RECORDS TO PROCESS:
>>>>>

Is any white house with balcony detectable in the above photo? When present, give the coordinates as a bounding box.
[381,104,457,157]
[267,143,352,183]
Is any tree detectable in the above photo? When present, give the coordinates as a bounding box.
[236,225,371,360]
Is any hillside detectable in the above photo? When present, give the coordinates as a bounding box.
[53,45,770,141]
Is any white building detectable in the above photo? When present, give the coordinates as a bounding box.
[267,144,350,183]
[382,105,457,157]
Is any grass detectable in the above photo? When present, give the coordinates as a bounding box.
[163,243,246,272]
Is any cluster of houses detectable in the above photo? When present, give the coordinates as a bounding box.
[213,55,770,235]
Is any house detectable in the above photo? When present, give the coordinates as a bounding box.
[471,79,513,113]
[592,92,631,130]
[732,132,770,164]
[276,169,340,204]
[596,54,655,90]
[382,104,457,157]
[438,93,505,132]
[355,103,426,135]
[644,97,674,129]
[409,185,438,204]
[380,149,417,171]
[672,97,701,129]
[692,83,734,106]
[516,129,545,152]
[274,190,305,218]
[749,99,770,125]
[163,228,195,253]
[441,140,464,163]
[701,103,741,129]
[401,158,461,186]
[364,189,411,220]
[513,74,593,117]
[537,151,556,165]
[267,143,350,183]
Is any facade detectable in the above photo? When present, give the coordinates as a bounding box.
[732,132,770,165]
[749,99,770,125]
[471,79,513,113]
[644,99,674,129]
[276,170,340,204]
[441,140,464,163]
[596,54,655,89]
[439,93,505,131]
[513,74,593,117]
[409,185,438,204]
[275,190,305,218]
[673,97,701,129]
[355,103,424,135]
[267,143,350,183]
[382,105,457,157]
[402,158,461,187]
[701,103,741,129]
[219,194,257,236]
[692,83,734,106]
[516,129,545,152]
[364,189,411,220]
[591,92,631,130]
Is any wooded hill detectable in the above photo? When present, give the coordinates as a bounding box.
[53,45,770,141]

<<<<<
>>>>>

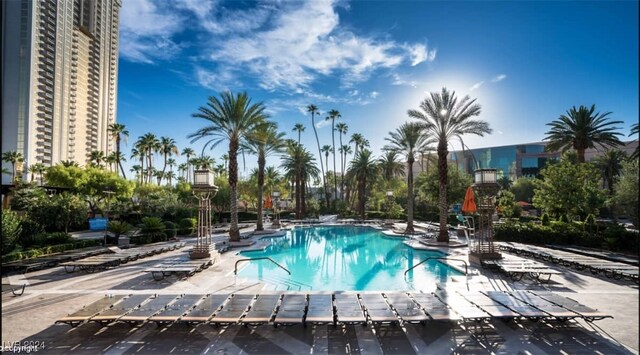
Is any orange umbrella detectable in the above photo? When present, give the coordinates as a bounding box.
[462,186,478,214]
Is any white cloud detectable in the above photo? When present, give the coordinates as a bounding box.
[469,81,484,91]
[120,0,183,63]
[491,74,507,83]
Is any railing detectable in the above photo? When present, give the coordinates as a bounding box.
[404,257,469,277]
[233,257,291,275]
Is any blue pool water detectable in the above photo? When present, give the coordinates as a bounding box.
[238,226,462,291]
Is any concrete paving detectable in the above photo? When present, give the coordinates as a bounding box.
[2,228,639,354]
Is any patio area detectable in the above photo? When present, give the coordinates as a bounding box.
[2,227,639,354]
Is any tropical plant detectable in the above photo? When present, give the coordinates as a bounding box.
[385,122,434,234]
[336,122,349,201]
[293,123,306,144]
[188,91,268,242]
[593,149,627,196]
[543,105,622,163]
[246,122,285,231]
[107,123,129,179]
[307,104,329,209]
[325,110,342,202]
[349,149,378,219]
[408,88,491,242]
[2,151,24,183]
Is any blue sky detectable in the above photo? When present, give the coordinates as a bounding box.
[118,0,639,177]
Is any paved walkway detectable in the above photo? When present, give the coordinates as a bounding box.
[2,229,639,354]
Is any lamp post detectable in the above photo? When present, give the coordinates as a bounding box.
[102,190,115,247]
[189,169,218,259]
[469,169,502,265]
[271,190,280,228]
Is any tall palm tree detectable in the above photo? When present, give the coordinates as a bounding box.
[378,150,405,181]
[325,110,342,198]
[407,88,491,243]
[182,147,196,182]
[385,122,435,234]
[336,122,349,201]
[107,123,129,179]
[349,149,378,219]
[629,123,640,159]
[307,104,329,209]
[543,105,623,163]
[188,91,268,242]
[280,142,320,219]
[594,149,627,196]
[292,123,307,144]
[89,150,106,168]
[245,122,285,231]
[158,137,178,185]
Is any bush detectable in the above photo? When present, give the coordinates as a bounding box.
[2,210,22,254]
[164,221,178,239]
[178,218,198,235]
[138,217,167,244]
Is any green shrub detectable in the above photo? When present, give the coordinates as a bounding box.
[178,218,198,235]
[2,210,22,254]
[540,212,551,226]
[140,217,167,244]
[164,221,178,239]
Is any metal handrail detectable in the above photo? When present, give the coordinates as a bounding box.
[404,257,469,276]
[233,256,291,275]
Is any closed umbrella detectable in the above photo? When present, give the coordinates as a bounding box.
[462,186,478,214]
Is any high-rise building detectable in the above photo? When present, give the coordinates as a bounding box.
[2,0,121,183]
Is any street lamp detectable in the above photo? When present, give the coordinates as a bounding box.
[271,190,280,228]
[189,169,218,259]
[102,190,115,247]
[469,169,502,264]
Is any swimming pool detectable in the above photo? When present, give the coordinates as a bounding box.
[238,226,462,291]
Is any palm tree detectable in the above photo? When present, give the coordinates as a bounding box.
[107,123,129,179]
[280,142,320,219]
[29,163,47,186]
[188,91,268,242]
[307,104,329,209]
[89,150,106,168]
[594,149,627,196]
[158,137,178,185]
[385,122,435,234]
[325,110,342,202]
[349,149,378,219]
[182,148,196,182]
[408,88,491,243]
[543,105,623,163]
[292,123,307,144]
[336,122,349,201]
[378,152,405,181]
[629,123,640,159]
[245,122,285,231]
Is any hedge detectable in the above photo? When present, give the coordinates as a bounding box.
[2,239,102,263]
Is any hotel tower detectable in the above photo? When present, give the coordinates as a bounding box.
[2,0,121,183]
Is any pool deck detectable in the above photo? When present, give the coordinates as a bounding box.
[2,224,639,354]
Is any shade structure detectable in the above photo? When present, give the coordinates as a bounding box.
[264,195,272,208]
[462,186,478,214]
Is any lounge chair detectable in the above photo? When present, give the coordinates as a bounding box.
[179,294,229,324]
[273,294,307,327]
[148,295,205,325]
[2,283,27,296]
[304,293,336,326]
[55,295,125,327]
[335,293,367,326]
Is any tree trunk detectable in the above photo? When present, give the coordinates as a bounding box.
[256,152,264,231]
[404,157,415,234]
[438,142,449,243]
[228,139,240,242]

<<<<<

EXERCISE TASK:
Copy out the entries from the line with "Is any orange" to the line with "[2,228,639,354]", swapping "railing" for "fence" and leaving everything else as it is.

REPLY TO THE EXERCISE:
Is any orange umbrella detectable in the above photo? When present, give the coordinates as a bounding box.
[462,186,478,214]
Is any white cloud detectable in the above photo? When present, give the coordinates as a bounding box.
[469,81,484,91]
[120,0,183,63]
[491,74,507,83]
Is any fence detectable in the above photo? When present, give the coordinates as a bounding box.
[404,257,469,277]
[233,257,291,275]
Is any blue pool water detectable in the above photo? When present, give the coordinates as a bounding box.
[238,226,462,291]
Is any concrete paving detectable in the above photo? When present, give the coordinates as a bounding box.
[2,228,639,354]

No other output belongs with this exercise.